### Given instruction
Output every line of the records below as a JSON list of strings, one string per line, omitting blank lines and leaving out the pictures.

Rows from a dataset:

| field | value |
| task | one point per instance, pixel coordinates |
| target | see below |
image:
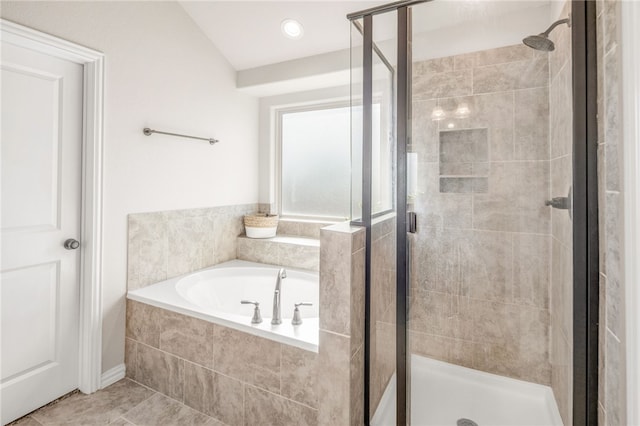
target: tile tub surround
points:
(561, 290)
(611, 194)
(282, 250)
(163, 245)
(234, 377)
(123, 403)
(341, 351)
(213, 294)
(481, 266)
(383, 307)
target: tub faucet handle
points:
(257, 318)
(297, 318)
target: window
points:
(315, 163)
(315, 170)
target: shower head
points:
(541, 41)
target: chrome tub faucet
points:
(277, 308)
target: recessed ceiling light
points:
(292, 28)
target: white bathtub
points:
(214, 295)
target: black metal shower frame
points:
(585, 204)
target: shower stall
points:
(474, 176)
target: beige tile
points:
(455, 351)
(160, 410)
(268, 409)
(436, 209)
(562, 287)
(299, 375)
(357, 300)
(357, 238)
(121, 421)
(510, 76)
(187, 337)
(227, 227)
(130, 358)
(333, 379)
(500, 55)
(26, 421)
(143, 323)
(493, 111)
(610, 16)
(512, 341)
(190, 245)
(335, 281)
(147, 249)
(561, 183)
(357, 387)
(560, 114)
(438, 314)
(248, 358)
(486, 269)
(442, 85)
(214, 394)
(516, 198)
(464, 61)
(561, 377)
(433, 66)
(298, 256)
(261, 251)
(614, 223)
(602, 334)
(160, 371)
(424, 131)
(614, 380)
(102, 407)
(438, 256)
(531, 269)
(612, 122)
(531, 120)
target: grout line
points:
(281, 396)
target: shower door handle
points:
(412, 222)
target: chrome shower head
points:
(541, 41)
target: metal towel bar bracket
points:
(148, 132)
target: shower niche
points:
(484, 135)
(464, 161)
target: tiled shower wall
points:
(166, 244)
(481, 265)
(383, 307)
(611, 393)
(561, 141)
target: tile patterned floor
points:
(123, 403)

### Complete response
[
  "| field | value |",
  "| task | one point per instance, pixel coordinates |",
  "| target | see below |",
  "image:",
  "target: tile tub surround",
  "points:",
  "(561, 290)",
  "(611, 194)",
  "(282, 250)",
  "(163, 245)",
  "(234, 377)",
  "(123, 403)",
  "(341, 351)",
  "(213, 294)",
  "(481, 266)",
  "(383, 307)",
  "target: tub faucet handle",
  "points:",
  "(257, 318)",
  "(297, 318)",
  "target: window",
  "points:",
  "(315, 163)",
  "(315, 170)",
  "target: shower head",
  "points:",
  "(541, 41)",
  "target: chrome tub faucet",
  "points:",
  "(277, 308)",
  "target: recessed ceiling light",
  "points:",
  "(292, 28)",
  "target: white bathtub",
  "points:",
  "(214, 295)",
  "target: black metal shower frame",
  "points:",
  "(585, 204)",
  "target: shower stall",
  "points:",
  "(474, 176)",
  "target: beige tile",
  "points:",
  "(455, 351)",
  "(160, 410)",
  "(268, 409)",
  "(436, 209)",
  "(562, 287)",
  "(299, 375)",
  "(357, 300)",
  "(357, 238)",
  "(121, 421)",
  "(510, 76)",
  "(187, 337)",
  "(227, 227)",
  "(130, 358)",
  "(333, 379)",
  "(500, 55)",
  "(26, 421)",
  "(143, 323)",
  "(493, 111)",
  "(610, 16)",
  "(512, 341)",
  "(190, 245)",
  "(335, 281)",
  "(147, 249)",
  "(561, 183)",
  "(357, 387)",
  "(560, 114)",
  "(438, 314)",
  "(248, 358)",
  "(486, 269)",
  "(442, 85)",
  "(214, 394)",
  "(516, 198)",
  "(464, 61)",
  "(561, 377)",
  "(433, 66)",
  "(298, 256)",
  "(261, 251)",
  "(614, 223)",
  "(602, 334)",
  "(160, 371)",
  "(424, 131)",
  "(614, 380)",
  "(102, 407)",
  "(438, 256)",
  "(531, 269)",
  "(612, 122)",
  "(531, 120)",
  "target: grout line",
  "points:",
  "(281, 396)",
  "target: shower door handle",
  "points:",
  "(412, 222)",
  "target: chrome shower head",
  "points:",
  "(541, 41)",
  "target: metal towel bar bracket",
  "points:",
  "(148, 132)",
  "target: shower niche",
  "points:",
  "(484, 135)",
  "(464, 161)",
  "target: tiled shower wall",
  "points:",
  "(166, 244)",
  "(481, 265)",
  "(383, 307)",
  "(611, 393)",
  "(561, 141)",
  "target: tile patterned floor",
  "points:",
  "(123, 403)"
]